At some point it just became not worthwhile to even do that. The other companies had discounts and you could get cheaper grade boxes that were as good as what I was building because I was using low quality lumber. It was not like I was building furniture. I began to lose that passion, and this was critical, I began to lose that passion for housing my own bees, for being the constructor of my bees' houses.

When you'd lean on that beehive, it was mine. I had built really almost everything in it. I was now responsible for the animals that were in it, and I had a real sense of purpose and a clearness of thought. I began to lose that as I realized you could keep more bees, you could strike more honey, you could go to more meetings, you'll probably have more money if you just bought the equipment. Slowly but surely, I began to phase out.

Now at this point of this discussion, I want to say this. Absolutely none, not a single one of those frames, or those supers or those deeps that I built survived. Not to my knowledge. I don't have one out of all of them, and I could recognize them because I knew the cuts that I was making. I didn't use box joints on the edges. I just used dados. I know my work. I would recognize it. There's nothing left. They're all gone.

A bee box just has about a seven year lifespan. You can paint it and repair it and do whatever. If you really keep bees and you really use it and it really stays out in the weather, you're going to get about seven years out of it before the corners rot out or you break off the top small part that where you hang the frames. Something's going to go wrong. Those boxes don't last that long anyway. When I was in the frame building phase, the equipment building phase, you could find books everywhere. I incorrectly thought that this building your own box business had passed. Every bit like producing comb honey and basswood boxes or something like that.

It's one of those things that was gone. People just don't do this thing anymore. There's too many good bee supply companies, too much reasonably priced equipment available. People just don't do-- Well, I found out in a heartbeat. Go to the web. You are 100% wrong. There are books and videos that are replete with how to build your own equipment. It's really intriguing because I got to say this correctly now, in many ways, those recommendations to simplify it and to make it practical for us to build our own equipment we're going backwards, especially in the area of frames.

I looked at several articles. I'm not trying to give a lit review. You do your own literature review on the web. I've got to shuffle some papers here to get to it. One of the articles that I looked at that was really interesting was from Family Handyman of this-- well, depending on when this episode runs, of this year, July 23rd, 2024, they did a piece on how to build your own beehive. Fine woodworking, years ago. Had a very complex piece on how to build your own beehive, and then just a few years ago, they had a much simpler version on this old house, not the same thing, on how to build a beehive, and they too modified the end bars on the frames.

Supplied information:
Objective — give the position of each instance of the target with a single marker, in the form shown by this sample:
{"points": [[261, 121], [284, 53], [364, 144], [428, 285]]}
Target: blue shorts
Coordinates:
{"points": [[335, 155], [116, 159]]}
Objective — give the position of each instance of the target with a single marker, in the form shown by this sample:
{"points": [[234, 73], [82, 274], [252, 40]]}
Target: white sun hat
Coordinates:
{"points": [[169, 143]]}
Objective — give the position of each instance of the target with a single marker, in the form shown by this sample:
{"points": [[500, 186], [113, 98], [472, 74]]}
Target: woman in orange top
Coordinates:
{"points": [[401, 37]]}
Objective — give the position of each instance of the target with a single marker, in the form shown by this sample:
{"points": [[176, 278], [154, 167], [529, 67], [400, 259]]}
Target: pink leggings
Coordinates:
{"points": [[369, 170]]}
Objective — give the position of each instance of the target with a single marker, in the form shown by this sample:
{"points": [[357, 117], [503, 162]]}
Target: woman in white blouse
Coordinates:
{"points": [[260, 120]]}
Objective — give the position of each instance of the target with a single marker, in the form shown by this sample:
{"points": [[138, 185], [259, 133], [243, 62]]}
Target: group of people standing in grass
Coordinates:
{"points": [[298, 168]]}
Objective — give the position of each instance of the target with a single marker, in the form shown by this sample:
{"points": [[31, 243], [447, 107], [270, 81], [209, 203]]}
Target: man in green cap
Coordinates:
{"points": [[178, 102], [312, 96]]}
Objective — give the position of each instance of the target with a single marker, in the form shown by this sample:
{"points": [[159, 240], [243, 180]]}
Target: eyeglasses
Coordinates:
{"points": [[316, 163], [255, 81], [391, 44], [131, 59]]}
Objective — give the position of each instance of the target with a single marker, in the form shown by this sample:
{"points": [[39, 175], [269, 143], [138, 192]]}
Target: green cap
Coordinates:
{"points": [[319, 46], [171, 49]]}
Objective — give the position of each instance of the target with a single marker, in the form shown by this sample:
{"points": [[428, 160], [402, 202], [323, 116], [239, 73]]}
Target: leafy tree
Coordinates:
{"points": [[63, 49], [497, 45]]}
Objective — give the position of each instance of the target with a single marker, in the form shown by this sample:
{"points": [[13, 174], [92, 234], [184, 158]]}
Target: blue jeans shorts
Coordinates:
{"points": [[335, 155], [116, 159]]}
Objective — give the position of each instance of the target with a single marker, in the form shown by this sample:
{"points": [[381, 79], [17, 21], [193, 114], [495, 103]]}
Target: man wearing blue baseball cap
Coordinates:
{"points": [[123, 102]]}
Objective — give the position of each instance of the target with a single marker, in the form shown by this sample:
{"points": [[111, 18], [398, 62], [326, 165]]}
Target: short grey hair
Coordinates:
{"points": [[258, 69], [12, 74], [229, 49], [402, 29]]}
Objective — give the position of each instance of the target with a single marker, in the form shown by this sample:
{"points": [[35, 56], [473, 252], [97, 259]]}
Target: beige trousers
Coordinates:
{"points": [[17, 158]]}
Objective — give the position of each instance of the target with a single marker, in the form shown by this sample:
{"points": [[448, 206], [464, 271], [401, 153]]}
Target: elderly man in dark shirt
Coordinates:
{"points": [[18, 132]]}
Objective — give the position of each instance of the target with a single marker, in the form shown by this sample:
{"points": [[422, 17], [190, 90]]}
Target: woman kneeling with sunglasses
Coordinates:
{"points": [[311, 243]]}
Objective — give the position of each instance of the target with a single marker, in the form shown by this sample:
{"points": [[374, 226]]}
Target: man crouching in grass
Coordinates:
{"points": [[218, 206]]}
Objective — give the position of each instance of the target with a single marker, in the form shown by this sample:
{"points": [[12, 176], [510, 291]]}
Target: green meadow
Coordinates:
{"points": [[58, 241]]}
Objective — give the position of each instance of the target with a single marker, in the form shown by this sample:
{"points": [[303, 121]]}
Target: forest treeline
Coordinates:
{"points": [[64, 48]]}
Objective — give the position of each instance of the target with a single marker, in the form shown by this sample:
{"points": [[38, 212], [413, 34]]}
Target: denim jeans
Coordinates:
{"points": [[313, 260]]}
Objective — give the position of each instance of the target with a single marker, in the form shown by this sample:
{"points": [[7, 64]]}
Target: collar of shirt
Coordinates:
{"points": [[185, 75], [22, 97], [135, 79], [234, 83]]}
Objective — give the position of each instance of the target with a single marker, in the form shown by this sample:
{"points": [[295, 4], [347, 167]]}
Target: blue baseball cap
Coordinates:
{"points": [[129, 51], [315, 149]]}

Exercise requirements:
[A] In the beekeeping passage, about how long does a bee box last if it is really used and left out in the weather?
[B] Continue the passage about building your own beehive equipment from the point where it stops.

Exercise results:
[A] About seven years.

[B]
They went back to a single piece with a notch cut on either end and a groove on one side to contain the foundation insert. That was it. What I would tell you was an old Hoffman self-spacing frame that we've all had, what, millions of. We're going back to previous Hoffman frames that were not self-spacing. As late as the '20s and '30s, I think, I didn't check this out, but it was somewhere then you could buy a small metal band that started on one side of that end bar, went up and over the top bar and then down the other side and you tacked it into place and it had four bulges. That made it a self-spacing frame.

These new plans don't even have that. You just have to individually center the frames, or use some kind of frame spacer up in the lug where the frames hang and put a frame spacer there that would automatically space the frames out. There's all ways to do it. Here's the bottom line, is that we are going back in some of these plans to simpler frames because to build that shouldered scalloped end bar was another piece that had dramatic numbers of cuts and saw setups to make it work.

Those of you who work wood know what I'm about to say, but those tedious cuts on those small pieces that you make over and over and over again are really invitations to cut off a body part. Your brain just goes numb after you make the same simple cut with the spinning blade there over and over again. You get hurt. Since this is not mechanized, since I was doing it from scratch, it was remarkably boring and very tiring. You basically just wore out the same body parts making the same movements.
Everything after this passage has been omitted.